• **What the task requires**: Make an exact copy of the entries that come next.

########################################

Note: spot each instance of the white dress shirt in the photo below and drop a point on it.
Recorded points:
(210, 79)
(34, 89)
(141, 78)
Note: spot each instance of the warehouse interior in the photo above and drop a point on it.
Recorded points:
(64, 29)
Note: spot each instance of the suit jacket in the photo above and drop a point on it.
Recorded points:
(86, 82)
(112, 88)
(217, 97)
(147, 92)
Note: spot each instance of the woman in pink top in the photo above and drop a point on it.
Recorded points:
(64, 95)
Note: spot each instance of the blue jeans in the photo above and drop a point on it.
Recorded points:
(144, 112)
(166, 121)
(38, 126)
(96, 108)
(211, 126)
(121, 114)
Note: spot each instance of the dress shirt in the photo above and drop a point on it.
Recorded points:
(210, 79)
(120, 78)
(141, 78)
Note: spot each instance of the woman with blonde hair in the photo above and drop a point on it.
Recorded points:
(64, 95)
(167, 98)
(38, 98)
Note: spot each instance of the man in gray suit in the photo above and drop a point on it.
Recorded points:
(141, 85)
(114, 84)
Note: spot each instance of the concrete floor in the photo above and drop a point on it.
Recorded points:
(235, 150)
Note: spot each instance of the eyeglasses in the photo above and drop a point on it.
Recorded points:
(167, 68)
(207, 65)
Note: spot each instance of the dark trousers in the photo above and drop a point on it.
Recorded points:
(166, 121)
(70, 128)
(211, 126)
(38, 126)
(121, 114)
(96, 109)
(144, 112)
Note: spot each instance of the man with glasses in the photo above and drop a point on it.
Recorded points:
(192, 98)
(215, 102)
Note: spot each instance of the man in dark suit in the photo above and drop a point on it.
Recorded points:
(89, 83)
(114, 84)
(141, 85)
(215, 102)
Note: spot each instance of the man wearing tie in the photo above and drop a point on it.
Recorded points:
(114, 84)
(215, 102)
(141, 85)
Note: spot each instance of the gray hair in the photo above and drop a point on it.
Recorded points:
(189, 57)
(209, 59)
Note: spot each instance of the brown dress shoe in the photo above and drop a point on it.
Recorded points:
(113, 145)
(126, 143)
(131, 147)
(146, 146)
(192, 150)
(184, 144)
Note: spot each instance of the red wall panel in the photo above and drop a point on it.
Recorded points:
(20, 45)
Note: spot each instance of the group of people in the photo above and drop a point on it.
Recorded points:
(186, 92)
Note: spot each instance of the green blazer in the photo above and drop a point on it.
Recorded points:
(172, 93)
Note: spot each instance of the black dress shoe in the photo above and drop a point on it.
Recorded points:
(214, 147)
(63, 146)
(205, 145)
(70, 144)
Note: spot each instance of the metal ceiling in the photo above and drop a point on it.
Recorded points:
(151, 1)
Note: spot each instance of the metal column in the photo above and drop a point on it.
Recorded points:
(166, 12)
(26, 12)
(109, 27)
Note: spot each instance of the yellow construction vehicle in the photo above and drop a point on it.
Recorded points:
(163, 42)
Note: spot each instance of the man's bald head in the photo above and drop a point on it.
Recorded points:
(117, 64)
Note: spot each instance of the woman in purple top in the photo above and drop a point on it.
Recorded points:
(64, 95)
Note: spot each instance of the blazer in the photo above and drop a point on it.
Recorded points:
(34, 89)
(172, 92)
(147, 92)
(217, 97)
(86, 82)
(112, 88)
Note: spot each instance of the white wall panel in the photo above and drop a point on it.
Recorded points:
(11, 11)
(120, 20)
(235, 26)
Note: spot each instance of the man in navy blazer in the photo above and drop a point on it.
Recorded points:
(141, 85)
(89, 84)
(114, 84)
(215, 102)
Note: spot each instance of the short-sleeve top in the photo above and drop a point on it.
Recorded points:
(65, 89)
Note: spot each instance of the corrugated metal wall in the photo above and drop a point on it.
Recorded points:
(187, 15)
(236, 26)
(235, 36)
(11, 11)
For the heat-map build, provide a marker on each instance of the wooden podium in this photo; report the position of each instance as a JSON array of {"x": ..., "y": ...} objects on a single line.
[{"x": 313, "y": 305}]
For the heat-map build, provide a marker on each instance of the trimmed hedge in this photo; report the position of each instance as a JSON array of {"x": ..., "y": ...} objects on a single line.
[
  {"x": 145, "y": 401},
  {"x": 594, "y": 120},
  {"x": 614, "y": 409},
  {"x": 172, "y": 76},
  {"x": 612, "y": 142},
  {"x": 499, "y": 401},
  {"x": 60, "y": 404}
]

########################################

• **Answer box**:
Note: spot each instance of the white dress shirt in the photo below and drop a point on it.
Recorded points:
(210, 79)
(34, 89)
(141, 78)
Note: spot each instance of the warehouse interior in the photo above and drop a point on it.
Recorded points:
(64, 29)
Note: spot each instance of the suit jacket in the photo above and drop a point on it.
Recorded points:
(86, 82)
(112, 88)
(217, 97)
(147, 92)
Note: spot each instance of the woman in pink top in the photo above and drop a point on it.
Recorded points:
(64, 95)
Note: spot each instance of the blue jeans in the photo above and drop a point on it.
Recorded points:
(144, 112)
(166, 121)
(38, 126)
(96, 108)
(211, 126)
(121, 114)
Note: spot each instance of the dress shirt in the photo above and drop a point on it.
Recorded points:
(210, 79)
(120, 78)
(141, 78)
Note: spot each instance of the woman with blonde hair in the photo above and drop a point on it.
Recorded points:
(64, 95)
(167, 98)
(38, 98)
Note: spot each instance of the man in gray suit in the photo above and drop a point on it.
Recorded points:
(141, 85)
(114, 84)
Note: spot each instance of the concrete floor in the photo above and drop a point on it.
Recorded points:
(235, 150)
Note: spot each instance of the eyeglasses in the photo above and drop a point on it.
Recorded points:
(167, 68)
(207, 65)
Note: spot each instance of the dark trousers in the photo above and drop a point on it.
Recorded points:
(166, 121)
(70, 128)
(211, 126)
(38, 126)
(121, 114)
(96, 109)
(144, 112)
Note: spot each instance of the man with glasses in the photo above and drop a point on it.
Recorded points:
(192, 98)
(215, 102)
Note: spot each instance of the man in dark suit in the photo above and drop a point on it.
Recorded points:
(89, 83)
(114, 84)
(141, 85)
(215, 102)
Note: spot each instance of the man wearing tie in the photo above and drop a point on it.
Recorded points:
(114, 84)
(215, 102)
(141, 85)
Note: spot each instance of the gray hair in the photo above and drop a point on it.
Recorded points:
(189, 57)
(209, 59)
Note: spot each instance of the brown dress shoe in the photo above and drop a point on it.
Recorded points:
(113, 145)
(126, 143)
(131, 147)
(146, 146)
(192, 150)
(184, 144)
Note: spot each instance of the red wall panel in the photo above and drop a point on it.
Recorded points:
(20, 45)
Note: spot each instance of the group of people in the photo above and drop a point on it.
Recorded points:
(186, 92)
Note: spot each instance of the green blazer in the photo above and drop a point on it.
Recorded points:
(172, 93)
Note: spot each instance of the black dress shoe in the photo above and drop a point on it.
Recorded points:
(214, 147)
(63, 146)
(205, 145)
(70, 144)
Note: spot each instance of the metal ceiling in the photo above and drop a point on it.
Recorded points:
(151, 1)
Note: spot each instance of the metal column in the photo above and drop a point on it.
Recorded points:
(166, 12)
(26, 12)
(109, 27)
Note: spot each instance of the yellow construction vehicle in the photo above and drop a point on it.
Recorded points:
(163, 42)
Note: spot each instance of the man's bald head in the photo above and drop a point on it.
Recorded points:
(117, 64)
Note: spot each instance of the woman in purple top in the photo above and drop a point on it.
Recorded points:
(64, 95)
Note: spot each instance of the blazer in the photo above and drop a point on it.
Recorded points:
(34, 89)
(172, 92)
(147, 92)
(217, 97)
(86, 82)
(112, 88)
Note: spot each instance of the white wall panel in the photo above and drop a point on it.
Recorded points:
(11, 11)
(120, 20)
(235, 26)
Note: spot each instance of the man in navy blazer in the photo above and drop a point on it.
Recorded points:
(141, 85)
(89, 84)
(114, 84)
(215, 102)
Note: spot each instance of the short-sleeve top in the photo above and drop a point on it.
Recorded points:
(65, 89)
Note: spot each instance of the corrugated metal wall in the photo above and drop a point on it.
Recorded points:
(187, 15)
(236, 26)
(235, 36)
(11, 11)
For the heat-map build, provide a marker on each instance of the wooden podium in this photo; report the position of each instance as a JSON array of {"x": ..., "y": ...} objects on a single line.
[{"x": 313, "y": 305}]
For the heat-map build, provide a marker on each instance of the trimmed hedge in this photo; report the position of each instance as a JSON array of {"x": ..., "y": ...} objects on a single line.
[
  {"x": 145, "y": 401},
  {"x": 594, "y": 120},
  {"x": 614, "y": 409},
  {"x": 172, "y": 76},
  {"x": 612, "y": 142},
  {"x": 499, "y": 401},
  {"x": 60, "y": 404}
]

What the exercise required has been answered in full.